Endfertig aus Düsseldorf

Aus einer Reihe von Gründen bin ich ungern in Düsseldorf. Aber als ich am Samstag von Aachen zurück nach Hannover fahren wollte, ging die günstigste Verbindung über Düsseldorf, also nahm ich die. Ein Fehler. Dort umsteigen vom RE in den ICE. Ich hatte noch Stunden zuvor reserviert und fand einen schönen Platz. Da stieg eine junge Frau ein und fragte: „Was heißt denn: „Gegebenenfalls freigeben“? Bevor ich mir eine Antwort zusammen gestruddelt hatte, kam sie selbst drauf. Dass die Plätze eventuell reserviert sind, die Bahn aber unfähig ist, späte Reservierungen anzuzeigen. Leider setzte sie sich direkt hinter mich und begann zu telefonieren.

########################################

▸ **Aufgabe**
Von wo nach wo wollte die erzählende Person laut Lesetext am Samstag fahren?

▸ **Aufgeführte Zeilen**
########################################

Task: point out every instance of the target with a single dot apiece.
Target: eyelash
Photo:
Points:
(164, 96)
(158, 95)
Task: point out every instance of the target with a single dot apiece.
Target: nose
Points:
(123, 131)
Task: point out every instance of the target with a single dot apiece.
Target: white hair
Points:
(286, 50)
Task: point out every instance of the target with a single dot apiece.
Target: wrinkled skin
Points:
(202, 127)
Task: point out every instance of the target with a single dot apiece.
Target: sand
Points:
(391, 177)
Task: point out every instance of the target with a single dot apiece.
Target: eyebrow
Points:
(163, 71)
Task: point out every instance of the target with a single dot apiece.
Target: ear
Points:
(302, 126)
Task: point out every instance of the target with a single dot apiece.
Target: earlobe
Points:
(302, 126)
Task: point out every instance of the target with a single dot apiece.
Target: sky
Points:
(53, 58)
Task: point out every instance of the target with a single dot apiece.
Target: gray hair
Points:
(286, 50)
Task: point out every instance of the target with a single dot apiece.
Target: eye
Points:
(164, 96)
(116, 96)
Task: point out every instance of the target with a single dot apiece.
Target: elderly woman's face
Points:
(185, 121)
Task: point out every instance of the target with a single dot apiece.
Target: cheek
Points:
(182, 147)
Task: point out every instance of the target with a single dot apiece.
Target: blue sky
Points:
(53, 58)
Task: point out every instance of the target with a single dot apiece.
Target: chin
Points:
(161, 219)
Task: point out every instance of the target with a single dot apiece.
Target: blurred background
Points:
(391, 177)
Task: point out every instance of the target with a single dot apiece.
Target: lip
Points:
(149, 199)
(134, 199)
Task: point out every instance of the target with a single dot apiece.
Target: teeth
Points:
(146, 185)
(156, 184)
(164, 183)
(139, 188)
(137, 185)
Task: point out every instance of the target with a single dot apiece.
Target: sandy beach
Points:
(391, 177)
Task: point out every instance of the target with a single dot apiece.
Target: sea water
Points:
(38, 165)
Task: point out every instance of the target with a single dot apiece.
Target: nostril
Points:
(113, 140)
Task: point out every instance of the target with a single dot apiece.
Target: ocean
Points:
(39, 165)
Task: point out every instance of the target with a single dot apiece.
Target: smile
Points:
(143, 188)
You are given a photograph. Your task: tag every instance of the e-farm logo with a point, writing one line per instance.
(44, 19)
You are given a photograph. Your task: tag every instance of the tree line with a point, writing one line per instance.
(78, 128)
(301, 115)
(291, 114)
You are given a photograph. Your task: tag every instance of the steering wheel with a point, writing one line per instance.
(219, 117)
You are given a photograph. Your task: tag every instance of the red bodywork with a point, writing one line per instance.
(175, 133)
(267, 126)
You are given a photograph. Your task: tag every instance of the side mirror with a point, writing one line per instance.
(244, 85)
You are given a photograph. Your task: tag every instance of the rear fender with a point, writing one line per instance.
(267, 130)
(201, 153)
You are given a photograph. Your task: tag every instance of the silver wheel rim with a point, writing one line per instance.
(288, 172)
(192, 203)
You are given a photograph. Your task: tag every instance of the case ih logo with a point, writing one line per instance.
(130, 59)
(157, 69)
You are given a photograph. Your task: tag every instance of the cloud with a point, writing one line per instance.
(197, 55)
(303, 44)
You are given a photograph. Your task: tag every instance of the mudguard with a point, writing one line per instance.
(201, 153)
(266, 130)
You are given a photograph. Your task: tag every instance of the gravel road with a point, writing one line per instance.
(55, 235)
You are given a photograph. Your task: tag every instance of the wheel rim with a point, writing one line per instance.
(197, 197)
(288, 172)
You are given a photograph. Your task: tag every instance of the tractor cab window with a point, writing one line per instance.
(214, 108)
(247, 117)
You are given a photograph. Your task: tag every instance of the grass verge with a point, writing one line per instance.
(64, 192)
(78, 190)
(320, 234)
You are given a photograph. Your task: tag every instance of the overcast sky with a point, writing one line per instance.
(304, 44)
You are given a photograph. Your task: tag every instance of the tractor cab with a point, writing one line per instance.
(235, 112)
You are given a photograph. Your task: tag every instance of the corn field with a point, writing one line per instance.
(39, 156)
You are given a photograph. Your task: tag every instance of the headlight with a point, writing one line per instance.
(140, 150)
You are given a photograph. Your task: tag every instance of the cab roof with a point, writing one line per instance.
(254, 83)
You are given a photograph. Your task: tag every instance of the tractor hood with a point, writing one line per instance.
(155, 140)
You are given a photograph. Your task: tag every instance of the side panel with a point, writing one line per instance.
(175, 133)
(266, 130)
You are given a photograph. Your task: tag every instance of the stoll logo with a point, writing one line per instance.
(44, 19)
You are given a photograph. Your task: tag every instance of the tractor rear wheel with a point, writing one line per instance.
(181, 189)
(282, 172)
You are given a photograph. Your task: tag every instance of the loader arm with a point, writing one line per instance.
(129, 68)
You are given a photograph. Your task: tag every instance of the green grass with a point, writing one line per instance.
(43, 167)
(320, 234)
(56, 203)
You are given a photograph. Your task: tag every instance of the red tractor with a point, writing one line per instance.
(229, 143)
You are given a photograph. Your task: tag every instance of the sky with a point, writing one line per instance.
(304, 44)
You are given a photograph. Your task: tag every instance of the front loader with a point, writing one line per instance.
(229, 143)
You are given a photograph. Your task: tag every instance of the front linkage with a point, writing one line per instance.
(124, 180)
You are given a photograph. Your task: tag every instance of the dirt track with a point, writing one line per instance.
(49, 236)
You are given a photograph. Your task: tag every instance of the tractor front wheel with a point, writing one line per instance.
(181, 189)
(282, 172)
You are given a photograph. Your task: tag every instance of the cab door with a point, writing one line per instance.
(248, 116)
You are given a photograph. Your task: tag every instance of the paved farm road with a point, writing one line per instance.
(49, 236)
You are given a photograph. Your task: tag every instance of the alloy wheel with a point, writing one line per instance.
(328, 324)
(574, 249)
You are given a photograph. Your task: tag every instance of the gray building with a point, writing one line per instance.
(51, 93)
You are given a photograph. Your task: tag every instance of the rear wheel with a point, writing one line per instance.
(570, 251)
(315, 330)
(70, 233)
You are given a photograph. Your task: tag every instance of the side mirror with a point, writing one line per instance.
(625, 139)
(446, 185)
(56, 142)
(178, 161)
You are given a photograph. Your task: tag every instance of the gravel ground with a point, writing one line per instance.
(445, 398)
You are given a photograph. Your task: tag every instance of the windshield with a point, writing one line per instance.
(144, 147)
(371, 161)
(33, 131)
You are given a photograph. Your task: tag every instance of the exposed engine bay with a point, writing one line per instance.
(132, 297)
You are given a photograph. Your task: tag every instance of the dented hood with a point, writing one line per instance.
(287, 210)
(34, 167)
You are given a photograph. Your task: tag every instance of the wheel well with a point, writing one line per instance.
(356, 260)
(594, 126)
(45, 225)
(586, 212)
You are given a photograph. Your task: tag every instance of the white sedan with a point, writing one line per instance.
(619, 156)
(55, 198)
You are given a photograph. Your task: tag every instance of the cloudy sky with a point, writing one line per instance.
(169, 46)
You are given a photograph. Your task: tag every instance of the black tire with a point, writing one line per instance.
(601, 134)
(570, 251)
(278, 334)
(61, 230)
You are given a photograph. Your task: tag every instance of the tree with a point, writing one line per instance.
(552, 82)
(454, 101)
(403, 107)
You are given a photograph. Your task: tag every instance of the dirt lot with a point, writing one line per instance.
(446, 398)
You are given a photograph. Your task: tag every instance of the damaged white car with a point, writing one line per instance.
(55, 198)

########################################

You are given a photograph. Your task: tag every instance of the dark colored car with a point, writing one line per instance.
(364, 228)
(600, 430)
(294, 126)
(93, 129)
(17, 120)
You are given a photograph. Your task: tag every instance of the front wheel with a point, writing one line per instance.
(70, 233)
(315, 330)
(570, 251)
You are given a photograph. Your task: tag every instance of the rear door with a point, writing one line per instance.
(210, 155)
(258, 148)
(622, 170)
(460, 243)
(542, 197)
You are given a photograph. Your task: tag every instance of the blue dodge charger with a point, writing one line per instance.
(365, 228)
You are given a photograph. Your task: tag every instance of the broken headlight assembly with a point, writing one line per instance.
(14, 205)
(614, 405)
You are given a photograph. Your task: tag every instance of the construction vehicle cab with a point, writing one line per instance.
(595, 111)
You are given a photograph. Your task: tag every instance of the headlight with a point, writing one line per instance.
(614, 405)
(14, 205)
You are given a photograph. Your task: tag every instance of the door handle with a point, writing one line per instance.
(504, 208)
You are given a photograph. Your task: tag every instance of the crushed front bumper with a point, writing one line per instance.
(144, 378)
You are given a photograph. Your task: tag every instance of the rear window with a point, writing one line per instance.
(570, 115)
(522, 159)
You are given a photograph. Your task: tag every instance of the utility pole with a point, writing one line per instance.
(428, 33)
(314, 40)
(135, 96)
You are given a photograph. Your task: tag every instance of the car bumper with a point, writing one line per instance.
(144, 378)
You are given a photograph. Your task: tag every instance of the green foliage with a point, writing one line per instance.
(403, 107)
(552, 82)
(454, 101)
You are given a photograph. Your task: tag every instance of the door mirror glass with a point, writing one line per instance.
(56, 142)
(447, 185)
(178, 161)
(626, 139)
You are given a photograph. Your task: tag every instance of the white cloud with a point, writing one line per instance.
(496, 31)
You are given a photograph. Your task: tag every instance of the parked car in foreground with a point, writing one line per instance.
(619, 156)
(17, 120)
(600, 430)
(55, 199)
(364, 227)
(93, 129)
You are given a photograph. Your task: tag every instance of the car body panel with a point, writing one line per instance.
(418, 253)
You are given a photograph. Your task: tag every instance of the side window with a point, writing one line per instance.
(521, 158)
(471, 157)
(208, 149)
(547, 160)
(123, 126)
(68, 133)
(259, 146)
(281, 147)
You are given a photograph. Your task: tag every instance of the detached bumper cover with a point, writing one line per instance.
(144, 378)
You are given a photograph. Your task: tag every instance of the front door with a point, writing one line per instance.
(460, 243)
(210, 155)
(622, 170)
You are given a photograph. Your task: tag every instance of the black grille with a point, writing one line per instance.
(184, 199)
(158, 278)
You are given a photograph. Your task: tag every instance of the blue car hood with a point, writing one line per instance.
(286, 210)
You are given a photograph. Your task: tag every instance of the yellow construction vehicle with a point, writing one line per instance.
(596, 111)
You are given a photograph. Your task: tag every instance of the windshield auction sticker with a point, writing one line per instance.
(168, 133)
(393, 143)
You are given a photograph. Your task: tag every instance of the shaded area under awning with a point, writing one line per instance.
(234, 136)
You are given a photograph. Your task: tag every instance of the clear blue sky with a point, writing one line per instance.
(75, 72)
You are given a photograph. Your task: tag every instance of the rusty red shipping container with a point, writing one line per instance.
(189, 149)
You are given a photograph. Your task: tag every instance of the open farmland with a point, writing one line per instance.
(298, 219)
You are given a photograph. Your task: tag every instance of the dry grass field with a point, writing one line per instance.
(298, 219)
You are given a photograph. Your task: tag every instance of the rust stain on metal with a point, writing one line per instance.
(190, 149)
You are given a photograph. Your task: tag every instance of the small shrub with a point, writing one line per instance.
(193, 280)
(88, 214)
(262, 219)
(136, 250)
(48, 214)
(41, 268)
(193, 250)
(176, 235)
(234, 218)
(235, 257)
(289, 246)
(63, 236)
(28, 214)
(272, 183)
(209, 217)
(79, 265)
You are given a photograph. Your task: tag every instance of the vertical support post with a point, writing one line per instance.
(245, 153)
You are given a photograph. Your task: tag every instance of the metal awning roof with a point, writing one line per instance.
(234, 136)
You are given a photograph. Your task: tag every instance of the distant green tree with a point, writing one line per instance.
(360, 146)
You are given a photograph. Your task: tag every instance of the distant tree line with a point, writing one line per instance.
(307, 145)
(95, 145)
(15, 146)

########################################

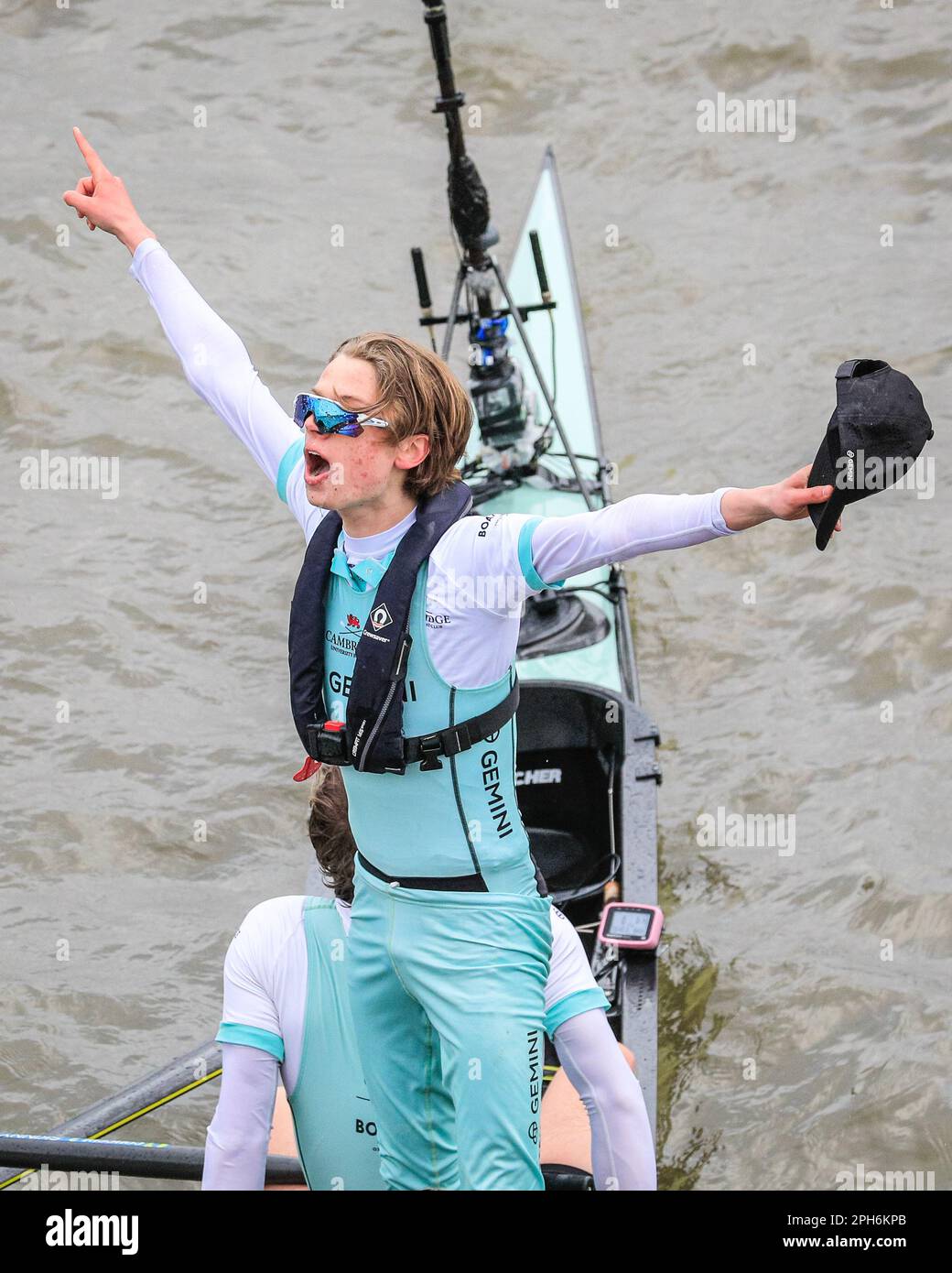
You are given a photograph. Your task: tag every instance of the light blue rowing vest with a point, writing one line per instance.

########################################

▸ **Lösung**
Die Fahrt sollte von Aachen zurück nach Hannover gehen.